== Extracted entries ==

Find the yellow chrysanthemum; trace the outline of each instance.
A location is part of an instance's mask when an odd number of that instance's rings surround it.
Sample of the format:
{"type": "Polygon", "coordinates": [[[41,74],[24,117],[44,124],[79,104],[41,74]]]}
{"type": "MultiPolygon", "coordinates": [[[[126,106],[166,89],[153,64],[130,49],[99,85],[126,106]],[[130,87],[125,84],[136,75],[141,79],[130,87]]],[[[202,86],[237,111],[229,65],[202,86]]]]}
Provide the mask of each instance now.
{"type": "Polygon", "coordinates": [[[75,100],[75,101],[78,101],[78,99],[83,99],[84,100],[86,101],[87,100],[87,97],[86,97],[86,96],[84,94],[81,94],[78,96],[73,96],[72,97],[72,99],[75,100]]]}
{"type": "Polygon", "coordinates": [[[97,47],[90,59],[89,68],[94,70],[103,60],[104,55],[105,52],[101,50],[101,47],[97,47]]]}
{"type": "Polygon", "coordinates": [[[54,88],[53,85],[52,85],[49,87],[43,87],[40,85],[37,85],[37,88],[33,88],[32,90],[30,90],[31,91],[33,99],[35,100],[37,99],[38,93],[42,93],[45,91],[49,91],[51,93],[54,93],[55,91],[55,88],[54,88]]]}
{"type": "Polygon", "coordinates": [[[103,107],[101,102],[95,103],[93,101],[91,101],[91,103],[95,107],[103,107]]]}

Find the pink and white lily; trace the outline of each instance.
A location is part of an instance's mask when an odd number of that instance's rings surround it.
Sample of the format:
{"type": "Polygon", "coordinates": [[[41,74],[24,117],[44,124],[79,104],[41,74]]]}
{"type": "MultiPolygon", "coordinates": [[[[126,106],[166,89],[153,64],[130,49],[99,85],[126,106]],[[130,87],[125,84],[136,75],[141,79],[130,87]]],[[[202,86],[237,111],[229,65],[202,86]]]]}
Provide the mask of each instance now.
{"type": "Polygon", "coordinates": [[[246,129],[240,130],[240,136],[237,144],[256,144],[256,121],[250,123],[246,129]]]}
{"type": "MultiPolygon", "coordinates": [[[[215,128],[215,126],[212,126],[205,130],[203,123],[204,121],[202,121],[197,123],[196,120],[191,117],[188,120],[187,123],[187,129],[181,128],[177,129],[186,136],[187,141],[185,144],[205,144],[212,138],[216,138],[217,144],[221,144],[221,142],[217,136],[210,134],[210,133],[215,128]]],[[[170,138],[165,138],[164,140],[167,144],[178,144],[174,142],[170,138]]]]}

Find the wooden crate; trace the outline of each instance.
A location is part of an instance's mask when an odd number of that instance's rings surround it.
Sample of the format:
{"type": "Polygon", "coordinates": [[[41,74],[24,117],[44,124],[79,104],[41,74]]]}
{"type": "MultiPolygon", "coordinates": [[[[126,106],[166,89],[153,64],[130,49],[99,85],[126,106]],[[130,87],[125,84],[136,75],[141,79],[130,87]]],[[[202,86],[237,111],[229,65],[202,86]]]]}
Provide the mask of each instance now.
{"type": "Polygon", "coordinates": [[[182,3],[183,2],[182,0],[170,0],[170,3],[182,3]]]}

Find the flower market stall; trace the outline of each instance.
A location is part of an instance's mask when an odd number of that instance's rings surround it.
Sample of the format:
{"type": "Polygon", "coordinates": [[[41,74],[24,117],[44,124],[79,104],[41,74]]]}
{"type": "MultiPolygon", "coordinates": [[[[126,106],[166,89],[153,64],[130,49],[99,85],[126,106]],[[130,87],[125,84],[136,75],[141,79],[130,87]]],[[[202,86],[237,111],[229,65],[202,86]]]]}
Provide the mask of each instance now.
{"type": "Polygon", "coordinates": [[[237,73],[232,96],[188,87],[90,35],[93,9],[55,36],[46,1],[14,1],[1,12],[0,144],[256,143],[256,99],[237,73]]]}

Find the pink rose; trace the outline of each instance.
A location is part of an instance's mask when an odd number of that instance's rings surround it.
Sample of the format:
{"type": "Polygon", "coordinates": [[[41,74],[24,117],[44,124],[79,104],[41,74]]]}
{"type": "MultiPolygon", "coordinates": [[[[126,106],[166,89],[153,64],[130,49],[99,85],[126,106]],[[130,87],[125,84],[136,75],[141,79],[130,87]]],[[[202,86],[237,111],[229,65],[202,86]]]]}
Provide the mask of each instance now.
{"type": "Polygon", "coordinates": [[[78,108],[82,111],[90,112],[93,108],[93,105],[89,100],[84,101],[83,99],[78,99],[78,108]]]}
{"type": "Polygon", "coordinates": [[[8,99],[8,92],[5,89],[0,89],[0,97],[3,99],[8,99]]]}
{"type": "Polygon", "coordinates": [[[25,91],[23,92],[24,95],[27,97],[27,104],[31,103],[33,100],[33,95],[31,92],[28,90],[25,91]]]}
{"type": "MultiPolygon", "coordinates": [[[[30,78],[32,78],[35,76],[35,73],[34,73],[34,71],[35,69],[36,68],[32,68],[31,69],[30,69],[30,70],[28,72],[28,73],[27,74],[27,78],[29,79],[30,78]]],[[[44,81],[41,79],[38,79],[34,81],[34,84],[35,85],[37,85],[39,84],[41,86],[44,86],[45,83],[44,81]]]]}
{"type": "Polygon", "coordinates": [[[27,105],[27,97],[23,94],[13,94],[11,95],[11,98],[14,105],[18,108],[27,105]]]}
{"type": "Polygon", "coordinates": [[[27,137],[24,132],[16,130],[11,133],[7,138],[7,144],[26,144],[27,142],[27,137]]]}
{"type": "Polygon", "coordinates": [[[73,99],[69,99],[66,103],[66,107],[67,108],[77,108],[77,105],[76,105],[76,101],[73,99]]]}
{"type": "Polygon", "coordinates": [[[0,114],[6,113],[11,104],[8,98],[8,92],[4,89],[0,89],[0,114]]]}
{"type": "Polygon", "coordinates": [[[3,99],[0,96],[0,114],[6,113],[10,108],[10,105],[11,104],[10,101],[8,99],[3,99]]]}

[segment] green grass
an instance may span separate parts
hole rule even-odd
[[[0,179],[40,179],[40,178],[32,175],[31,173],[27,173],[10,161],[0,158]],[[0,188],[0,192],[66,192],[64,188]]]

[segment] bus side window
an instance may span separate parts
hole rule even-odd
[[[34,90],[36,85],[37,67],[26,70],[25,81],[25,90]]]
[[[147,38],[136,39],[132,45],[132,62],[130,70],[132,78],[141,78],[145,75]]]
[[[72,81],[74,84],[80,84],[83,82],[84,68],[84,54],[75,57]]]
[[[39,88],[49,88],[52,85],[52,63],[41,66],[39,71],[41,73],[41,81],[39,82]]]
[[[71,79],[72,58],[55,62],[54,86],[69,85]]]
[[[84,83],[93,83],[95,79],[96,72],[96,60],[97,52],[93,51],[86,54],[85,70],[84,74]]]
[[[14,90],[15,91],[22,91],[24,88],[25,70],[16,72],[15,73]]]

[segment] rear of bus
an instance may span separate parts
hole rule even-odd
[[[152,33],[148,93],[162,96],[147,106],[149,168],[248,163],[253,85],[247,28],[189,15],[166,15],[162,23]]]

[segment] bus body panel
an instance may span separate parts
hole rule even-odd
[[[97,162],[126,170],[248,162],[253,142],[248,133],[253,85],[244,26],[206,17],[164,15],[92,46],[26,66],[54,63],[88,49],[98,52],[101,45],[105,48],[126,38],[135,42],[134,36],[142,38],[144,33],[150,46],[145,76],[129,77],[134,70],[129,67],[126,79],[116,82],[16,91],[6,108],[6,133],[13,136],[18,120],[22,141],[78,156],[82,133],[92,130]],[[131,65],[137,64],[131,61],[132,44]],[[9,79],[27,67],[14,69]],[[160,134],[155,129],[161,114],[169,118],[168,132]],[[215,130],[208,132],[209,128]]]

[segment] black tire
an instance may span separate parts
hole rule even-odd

===

Write out the material again, changing every occurrence of "trace the outline" to "draw the boundary" and leaving everything else as it stands.

Correct answer:
Find the yellow chrysanthemum; draw the boundary of each instance.
A location is part of an instance's mask when an odd number of that instance's rings surround it.
Sample of the format:
{"type": "Polygon", "coordinates": [[[41,74],[24,117],[44,124],[79,104],[41,74]]]}
{"type": "MultiPolygon", "coordinates": [[[[126,106],[166,89],[153,64],[130,49],[99,85],[126,106]],[[130,87],[125,84],[136,75],[141,79],[130,87]]],[[[202,86],[237,111],[229,65],[202,86]]]]}
Provide the mask of each instance now.
{"type": "Polygon", "coordinates": [[[75,100],[75,101],[78,101],[78,99],[83,99],[84,100],[86,101],[87,100],[87,97],[86,97],[86,96],[84,94],[81,94],[78,96],[73,96],[72,97],[72,99],[75,100]]]}
{"type": "Polygon", "coordinates": [[[97,47],[90,59],[89,68],[94,70],[103,60],[104,55],[105,52],[101,50],[101,47],[97,47]]]}
{"type": "Polygon", "coordinates": [[[54,88],[53,85],[52,85],[49,87],[43,87],[40,85],[37,85],[37,88],[33,88],[32,90],[30,90],[31,91],[33,99],[35,100],[37,99],[38,93],[42,93],[45,91],[49,91],[51,93],[54,93],[55,91],[55,88],[54,88]]]}
{"type": "Polygon", "coordinates": [[[103,107],[101,102],[95,103],[93,101],[91,101],[91,103],[95,107],[103,107]]]}

Find the pink and white lily; draw the boundary of each instance.
A location is part of an instance's mask when an odd number of that instance's rings surround it.
Sample of the format:
{"type": "Polygon", "coordinates": [[[41,74],[24,117],[44,124],[79,104],[41,74]]]}
{"type": "MultiPolygon", "coordinates": [[[[126,106],[166,89],[153,64],[130,49],[99,85],[126,106]],[[130,87],[125,84],[136,75],[141,79],[130,87]]],[[[202,86],[237,111],[229,65],[202,86]]]]}
Provide the mask of each instance now.
{"type": "Polygon", "coordinates": [[[246,129],[240,130],[240,136],[237,144],[256,144],[256,121],[250,123],[246,129]]]}
{"type": "MultiPolygon", "coordinates": [[[[215,128],[215,126],[212,126],[205,130],[203,123],[204,121],[202,121],[197,123],[196,120],[191,117],[188,120],[187,123],[187,129],[181,128],[177,129],[186,136],[187,141],[185,144],[205,144],[212,138],[216,138],[217,144],[221,144],[221,142],[217,136],[210,134],[210,133],[215,128]]],[[[170,138],[165,138],[164,140],[167,144],[178,144],[174,142],[170,138]]]]}

Find the wooden crate; draw the boundary of each instance.
A location is part of an instance's mask when an odd number of that instance's rings surround it.
Sample of the format:
{"type": "Polygon", "coordinates": [[[41,74],[24,117],[44,124],[79,104],[41,74]]]}
{"type": "MultiPolygon", "coordinates": [[[[126,106],[166,89],[153,64],[130,49],[99,85],[126,106]],[[130,87],[125,84],[136,75],[141,79],[130,87]]],[[[202,86],[237,111],[229,65],[202,86]]]]}
Provide the mask of each instance now.
{"type": "Polygon", "coordinates": [[[182,3],[183,2],[182,0],[170,0],[170,3],[182,3]]]}

Find the flower market stall; draw the boundary of each instance.
A location is part of an instance's mask when an odd number of that instance's rings surround it.
Sample of the format:
{"type": "Polygon", "coordinates": [[[41,74],[24,117],[44,124],[79,104],[41,74]]]}
{"type": "MultiPolygon", "coordinates": [[[[126,106],[166,89],[153,64],[130,49],[99,85],[126,106]],[[130,87],[125,84],[136,75],[141,79],[130,87]]],[[[202,86],[237,111],[229,65],[202,86]]]]}
Provide the mask of each instance now.
{"type": "Polygon", "coordinates": [[[237,73],[232,96],[188,87],[90,35],[93,9],[55,36],[46,1],[14,1],[1,12],[0,144],[256,143],[256,99],[237,73]]]}

Find the pink rose; draw the boundary of each instance.
A location is part of an instance's mask when an odd number of that instance's rings surround it.
Sample of the format:
{"type": "Polygon", "coordinates": [[[41,74],[24,117],[44,124],[79,104],[41,74]]]}
{"type": "MultiPolygon", "coordinates": [[[[126,106],[166,89],[153,64],[130,49],[99,85],[126,106]],[[130,87],[125,84],[136,75],[141,79],[130,87]]],[[[202,86],[237,111],[229,65],[202,86]]]]}
Provide the mask of each instance now.
{"type": "Polygon", "coordinates": [[[78,108],[82,111],[90,112],[93,108],[93,105],[89,100],[84,101],[83,99],[78,99],[78,108]]]}
{"type": "Polygon", "coordinates": [[[8,99],[8,92],[5,89],[0,89],[0,97],[3,99],[8,99]]]}
{"type": "Polygon", "coordinates": [[[25,91],[23,92],[24,95],[27,97],[27,104],[31,103],[33,100],[33,95],[31,92],[28,90],[25,91]]]}
{"type": "MultiPolygon", "coordinates": [[[[30,78],[32,78],[35,76],[35,73],[34,73],[34,71],[35,69],[36,68],[32,68],[31,69],[30,69],[30,70],[28,72],[28,73],[27,74],[27,78],[29,79],[30,78]]],[[[44,81],[41,79],[38,79],[34,81],[34,84],[35,85],[37,85],[39,84],[41,86],[44,86],[45,83],[44,81]]]]}
{"type": "Polygon", "coordinates": [[[27,105],[27,97],[23,94],[13,94],[11,95],[11,98],[14,105],[18,108],[27,105]]]}
{"type": "Polygon", "coordinates": [[[27,137],[24,132],[16,130],[11,133],[7,138],[7,144],[26,144],[27,142],[27,137]]]}
{"type": "Polygon", "coordinates": [[[73,99],[69,99],[66,103],[66,107],[67,108],[77,108],[77,105],[76,105],[76,101],[73,99]]]}
{"type": "Polygon", "coordinates": [[[0,114],[6,113],[11,104],[8,98],[8,92],[4,89],[0,89],[0,114]]]}
{"type": "Polygon", "coordinates": [[[3,99],[0,96],[0,114],[6,113],[10,108],[10,105],[11,104],[10,101],[8,99],[3,99]]]}

[segment] green grass
an instance may span separate parts
hole rule even-odd
[[[0,179],[40,179],[40,178],[32,175],[31,173],[27,173],[10,161],[0,158]],[[0,188],[0,192],[66,192],[64,188]]]

[segment] bus side window
an instance may span separate parts
hole rule even-odd
[[[34,90],[36,85],[37,67],[26,70],[25,81],[25,90]]]
[[[147,38],[136,39],[132,45],[132,62],[130,70],[132,78],[141,78],[145,75]]]
[[[72,81],[74,84],[80,84],[83,82],[84,68],[84,54],[75,57]]]
[[[39,88],[49,88],[52,85],[52,63],[41,66],[39,71],[41,73],[41,81],[39,82]]]
[[[71,79],[72,58],[55,62],[54,86],[69,85]]]
[[[84,83],[93,83],[95,79],[96,72],[96,60],[97,52],[93,51],[86,54],[85,70],[84,74]]]
[[[14,90],[15,91],[22,91],[24,88],[25,70],[16,72],[15,73]]]

[segment] rear of bus
an instance may span separate parts
hole rule even-odd
[[[152,33],[148,93],[162,96],[147,106],[149,168],[248,163],[253,85],[247,28],[189,15],[166,15],[162,23]]]

[segment] bus body panel
an instance may span separate parts
hole rule even-odd
[[[97,162],[126,170],[248,162],[253,142],[248,133],[253,85],[244,26],[206,17],[164,15],[92,46],[26,66],[54,63],[88,49],[98,52],[101,45],[105,48],[126,38],[135,42],[134,36],[142,38],[144,33],[150,46],[145,76],[129,77],[134,70],[129,67],[126,79],[116,82],[16,91],[6,108],[6,133],[13,136],[18,120],[22,141],[78,156],[82,133],[92,130]],[[131,65],[137,64],[131,61],[132,44]],[[9,79],[27,67],[14,69]],[[160,134],[155,129],[161,114],[169,118],[168,132]],[[215,130],[208,132],[209,128]]]

[segment] black tire
an instance may span separate parts
hole rule even-odd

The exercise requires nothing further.